**Task objective**
Write out the lines below, starting with the line that contains "</instance>" and going on through the line that contains "negative clicks: (854, 325) (540, 432)", with both of those lines included. Copy each one exactly as it appears.

[Records drawn from a dataset]
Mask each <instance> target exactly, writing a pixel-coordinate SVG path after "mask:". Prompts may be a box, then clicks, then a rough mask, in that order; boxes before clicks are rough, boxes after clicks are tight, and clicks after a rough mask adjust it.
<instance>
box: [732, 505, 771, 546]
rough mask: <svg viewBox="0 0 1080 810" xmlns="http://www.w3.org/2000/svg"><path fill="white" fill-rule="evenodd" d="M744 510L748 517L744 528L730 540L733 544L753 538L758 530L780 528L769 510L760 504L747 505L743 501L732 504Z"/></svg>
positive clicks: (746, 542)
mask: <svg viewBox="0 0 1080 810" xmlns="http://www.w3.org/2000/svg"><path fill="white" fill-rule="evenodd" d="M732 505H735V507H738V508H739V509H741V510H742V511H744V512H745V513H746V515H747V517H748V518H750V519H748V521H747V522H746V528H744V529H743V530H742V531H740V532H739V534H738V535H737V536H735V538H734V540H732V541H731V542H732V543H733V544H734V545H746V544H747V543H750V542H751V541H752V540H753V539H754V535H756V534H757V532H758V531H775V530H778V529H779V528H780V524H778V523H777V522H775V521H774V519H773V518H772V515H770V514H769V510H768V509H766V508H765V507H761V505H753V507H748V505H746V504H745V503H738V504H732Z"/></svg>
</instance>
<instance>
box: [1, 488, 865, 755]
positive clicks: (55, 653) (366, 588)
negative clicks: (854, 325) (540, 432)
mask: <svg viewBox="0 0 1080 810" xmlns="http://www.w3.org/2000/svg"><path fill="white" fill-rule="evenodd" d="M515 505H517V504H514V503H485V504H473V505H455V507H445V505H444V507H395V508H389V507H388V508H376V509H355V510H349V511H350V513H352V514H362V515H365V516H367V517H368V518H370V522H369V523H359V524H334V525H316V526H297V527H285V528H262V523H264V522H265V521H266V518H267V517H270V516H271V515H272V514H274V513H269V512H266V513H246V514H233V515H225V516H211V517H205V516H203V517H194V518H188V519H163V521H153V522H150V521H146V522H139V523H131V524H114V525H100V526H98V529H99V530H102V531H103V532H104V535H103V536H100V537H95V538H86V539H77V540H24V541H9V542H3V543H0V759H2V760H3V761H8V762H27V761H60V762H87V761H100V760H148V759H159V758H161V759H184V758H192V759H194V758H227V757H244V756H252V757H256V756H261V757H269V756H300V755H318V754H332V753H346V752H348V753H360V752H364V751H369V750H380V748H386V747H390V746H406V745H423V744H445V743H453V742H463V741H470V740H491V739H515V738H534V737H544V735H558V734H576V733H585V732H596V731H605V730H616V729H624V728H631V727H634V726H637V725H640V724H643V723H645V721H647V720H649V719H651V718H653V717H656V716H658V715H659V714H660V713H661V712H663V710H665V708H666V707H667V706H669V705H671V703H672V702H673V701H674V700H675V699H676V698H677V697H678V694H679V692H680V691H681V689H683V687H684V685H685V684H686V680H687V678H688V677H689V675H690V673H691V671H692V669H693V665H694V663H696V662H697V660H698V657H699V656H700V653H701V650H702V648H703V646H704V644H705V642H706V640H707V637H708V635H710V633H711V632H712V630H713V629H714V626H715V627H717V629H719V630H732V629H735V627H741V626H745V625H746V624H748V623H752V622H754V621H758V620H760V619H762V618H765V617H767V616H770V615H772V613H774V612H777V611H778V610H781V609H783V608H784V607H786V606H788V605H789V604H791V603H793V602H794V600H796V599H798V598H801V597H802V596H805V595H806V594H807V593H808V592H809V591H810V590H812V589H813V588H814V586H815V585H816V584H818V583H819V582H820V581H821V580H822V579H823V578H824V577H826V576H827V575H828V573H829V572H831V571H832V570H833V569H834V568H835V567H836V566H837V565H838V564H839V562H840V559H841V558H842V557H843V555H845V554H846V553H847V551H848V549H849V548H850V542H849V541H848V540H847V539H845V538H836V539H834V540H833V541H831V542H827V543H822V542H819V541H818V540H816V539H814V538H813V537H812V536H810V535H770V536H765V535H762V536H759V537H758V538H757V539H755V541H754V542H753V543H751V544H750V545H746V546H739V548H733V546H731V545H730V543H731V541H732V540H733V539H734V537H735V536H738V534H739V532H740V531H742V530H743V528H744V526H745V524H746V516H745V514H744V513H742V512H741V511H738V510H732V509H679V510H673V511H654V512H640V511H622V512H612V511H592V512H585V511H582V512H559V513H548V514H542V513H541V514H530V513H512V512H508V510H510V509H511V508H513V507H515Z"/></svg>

**Answer below**
</instance>
<instance>
box: [1, 488, 865, 755]
positive clicks: (55, 653) (366, 588)
negative clicks: (854, 325) (540, 432)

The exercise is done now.